(DATOS DE ENTRADA)
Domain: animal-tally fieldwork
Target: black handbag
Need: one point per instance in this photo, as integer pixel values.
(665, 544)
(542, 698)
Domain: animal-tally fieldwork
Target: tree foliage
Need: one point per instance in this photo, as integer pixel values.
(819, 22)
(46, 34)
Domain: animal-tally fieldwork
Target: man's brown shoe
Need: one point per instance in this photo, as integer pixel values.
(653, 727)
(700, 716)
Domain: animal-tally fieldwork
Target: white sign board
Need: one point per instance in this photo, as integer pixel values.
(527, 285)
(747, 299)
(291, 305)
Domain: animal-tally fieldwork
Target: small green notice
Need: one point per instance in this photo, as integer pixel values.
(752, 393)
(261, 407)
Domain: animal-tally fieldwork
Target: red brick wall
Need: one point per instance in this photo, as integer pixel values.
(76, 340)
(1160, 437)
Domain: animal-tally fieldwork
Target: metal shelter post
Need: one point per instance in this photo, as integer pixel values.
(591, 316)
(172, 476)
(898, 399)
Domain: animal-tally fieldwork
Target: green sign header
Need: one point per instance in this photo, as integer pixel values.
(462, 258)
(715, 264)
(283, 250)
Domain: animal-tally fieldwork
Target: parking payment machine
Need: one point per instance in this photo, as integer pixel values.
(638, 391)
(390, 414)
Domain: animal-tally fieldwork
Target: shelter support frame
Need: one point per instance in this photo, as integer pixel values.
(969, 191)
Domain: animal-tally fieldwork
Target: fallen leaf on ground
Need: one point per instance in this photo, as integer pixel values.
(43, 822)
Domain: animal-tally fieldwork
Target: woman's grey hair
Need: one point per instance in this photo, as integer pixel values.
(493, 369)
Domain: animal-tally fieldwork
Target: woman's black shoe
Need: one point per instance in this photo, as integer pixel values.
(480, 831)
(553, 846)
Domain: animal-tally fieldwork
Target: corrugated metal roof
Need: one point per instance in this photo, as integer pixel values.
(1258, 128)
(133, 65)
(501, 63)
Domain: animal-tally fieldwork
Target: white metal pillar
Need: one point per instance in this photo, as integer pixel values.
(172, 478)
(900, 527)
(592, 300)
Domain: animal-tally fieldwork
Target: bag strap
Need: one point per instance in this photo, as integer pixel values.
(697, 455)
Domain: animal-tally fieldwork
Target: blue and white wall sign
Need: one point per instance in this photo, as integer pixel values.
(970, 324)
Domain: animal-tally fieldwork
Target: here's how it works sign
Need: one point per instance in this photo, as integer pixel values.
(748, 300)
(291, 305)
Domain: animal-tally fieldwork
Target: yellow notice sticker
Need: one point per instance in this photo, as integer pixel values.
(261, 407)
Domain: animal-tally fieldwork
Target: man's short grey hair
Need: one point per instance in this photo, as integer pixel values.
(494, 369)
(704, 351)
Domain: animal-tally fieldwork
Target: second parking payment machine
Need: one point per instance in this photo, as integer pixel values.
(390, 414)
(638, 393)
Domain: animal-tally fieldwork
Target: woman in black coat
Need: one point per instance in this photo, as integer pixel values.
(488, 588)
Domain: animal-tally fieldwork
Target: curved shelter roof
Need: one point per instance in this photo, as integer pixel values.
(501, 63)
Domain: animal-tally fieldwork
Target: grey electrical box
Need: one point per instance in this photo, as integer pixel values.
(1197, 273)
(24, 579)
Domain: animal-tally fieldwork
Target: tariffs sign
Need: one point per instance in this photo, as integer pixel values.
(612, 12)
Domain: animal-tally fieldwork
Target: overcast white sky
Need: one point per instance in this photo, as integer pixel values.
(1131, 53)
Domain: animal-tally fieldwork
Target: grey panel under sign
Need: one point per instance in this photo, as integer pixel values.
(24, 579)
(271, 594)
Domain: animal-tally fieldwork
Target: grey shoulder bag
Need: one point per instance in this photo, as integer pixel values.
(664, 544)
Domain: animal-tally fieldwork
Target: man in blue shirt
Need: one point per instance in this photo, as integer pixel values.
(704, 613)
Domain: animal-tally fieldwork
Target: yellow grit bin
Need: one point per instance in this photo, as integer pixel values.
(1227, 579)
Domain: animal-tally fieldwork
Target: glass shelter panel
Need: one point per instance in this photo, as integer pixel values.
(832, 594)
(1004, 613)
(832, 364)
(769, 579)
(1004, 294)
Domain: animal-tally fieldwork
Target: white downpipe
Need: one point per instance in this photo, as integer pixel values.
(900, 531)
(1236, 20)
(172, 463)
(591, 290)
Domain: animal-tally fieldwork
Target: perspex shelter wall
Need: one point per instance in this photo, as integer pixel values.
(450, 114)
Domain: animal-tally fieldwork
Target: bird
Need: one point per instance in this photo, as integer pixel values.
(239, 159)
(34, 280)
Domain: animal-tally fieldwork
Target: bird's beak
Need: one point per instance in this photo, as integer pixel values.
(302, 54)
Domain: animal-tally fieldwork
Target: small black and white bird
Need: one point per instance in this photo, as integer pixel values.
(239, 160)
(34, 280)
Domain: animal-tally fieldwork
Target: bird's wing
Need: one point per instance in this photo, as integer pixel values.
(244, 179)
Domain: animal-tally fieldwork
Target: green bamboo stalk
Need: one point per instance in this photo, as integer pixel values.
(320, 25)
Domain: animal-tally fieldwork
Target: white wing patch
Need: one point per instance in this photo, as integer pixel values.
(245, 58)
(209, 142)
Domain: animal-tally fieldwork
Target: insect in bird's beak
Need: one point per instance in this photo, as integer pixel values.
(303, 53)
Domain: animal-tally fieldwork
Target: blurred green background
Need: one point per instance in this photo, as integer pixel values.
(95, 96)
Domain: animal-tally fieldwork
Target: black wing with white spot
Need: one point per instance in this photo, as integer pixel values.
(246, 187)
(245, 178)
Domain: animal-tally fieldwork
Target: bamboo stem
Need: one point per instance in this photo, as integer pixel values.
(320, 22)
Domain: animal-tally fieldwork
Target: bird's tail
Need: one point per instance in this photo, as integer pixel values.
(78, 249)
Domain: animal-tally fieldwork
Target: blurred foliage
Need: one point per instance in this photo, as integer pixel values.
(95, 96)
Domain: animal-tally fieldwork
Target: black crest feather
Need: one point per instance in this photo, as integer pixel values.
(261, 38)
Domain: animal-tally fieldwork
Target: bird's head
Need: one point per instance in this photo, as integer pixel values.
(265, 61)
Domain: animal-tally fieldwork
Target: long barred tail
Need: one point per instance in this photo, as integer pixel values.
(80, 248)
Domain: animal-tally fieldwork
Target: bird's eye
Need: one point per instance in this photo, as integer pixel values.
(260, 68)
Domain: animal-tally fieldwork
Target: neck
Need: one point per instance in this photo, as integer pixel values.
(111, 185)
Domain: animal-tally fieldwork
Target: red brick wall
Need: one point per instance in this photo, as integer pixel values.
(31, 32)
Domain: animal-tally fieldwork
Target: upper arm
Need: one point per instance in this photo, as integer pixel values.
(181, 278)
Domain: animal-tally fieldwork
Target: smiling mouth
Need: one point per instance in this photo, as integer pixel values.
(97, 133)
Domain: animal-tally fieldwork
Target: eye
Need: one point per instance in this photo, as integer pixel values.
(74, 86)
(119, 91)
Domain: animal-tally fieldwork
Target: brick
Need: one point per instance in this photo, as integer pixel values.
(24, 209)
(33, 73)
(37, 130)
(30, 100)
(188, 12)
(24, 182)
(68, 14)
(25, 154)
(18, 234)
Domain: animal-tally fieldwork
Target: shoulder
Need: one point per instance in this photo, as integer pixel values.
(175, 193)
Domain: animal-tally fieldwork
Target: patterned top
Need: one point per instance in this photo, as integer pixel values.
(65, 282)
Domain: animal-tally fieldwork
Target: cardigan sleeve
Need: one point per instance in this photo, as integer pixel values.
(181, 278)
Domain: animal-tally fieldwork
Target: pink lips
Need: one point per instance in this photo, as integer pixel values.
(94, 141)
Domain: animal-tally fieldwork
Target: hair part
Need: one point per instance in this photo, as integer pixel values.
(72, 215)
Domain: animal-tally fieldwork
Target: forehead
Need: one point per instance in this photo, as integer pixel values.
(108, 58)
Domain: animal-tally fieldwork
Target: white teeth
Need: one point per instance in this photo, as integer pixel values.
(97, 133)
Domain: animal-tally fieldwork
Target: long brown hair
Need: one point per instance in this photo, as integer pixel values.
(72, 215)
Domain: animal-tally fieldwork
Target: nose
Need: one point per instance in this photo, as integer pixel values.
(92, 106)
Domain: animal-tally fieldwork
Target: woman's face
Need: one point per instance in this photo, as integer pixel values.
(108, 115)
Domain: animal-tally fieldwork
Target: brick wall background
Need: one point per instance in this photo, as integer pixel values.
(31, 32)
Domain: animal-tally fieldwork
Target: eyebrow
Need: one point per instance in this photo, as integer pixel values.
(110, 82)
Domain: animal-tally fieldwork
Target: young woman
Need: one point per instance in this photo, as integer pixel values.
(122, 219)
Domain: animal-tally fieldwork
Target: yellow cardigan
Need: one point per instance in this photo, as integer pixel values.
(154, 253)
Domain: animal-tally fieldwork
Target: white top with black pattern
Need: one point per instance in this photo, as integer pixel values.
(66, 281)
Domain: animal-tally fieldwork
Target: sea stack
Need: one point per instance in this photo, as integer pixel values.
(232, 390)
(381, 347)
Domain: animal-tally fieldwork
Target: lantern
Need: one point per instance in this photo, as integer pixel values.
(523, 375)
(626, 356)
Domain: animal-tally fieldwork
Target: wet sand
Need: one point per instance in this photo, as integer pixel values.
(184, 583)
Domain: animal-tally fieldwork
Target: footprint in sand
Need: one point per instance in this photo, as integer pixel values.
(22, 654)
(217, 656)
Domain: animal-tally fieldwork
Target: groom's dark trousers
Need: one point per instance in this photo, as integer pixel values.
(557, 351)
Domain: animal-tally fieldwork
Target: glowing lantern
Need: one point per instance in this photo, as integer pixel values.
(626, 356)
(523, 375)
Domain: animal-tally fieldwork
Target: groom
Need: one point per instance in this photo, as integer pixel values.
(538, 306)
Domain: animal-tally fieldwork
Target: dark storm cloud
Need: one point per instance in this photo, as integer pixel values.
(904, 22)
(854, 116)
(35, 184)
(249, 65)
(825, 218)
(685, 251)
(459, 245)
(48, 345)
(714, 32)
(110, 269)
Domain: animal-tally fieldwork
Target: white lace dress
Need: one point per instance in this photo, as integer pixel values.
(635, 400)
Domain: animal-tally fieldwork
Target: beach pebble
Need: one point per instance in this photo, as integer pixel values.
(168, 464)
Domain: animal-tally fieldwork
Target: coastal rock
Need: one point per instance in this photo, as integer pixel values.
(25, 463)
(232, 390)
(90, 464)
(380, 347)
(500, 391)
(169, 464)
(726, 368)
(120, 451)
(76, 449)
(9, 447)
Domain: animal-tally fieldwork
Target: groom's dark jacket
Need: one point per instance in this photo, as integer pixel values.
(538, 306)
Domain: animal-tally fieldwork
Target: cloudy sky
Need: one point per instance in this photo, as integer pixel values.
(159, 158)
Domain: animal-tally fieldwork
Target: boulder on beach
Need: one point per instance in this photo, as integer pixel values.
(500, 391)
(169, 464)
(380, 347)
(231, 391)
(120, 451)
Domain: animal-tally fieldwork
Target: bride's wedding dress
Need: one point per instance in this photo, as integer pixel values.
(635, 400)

(INSTRUCCIÓN) Enumera, copiándolas tal cual, todas las líneas del material que contienen la cadena "payment". Se distingue entre mayúsculas y minúsculas.

(SOLUCIÓN)
Target: parking payment machine
Target: second parking payment machine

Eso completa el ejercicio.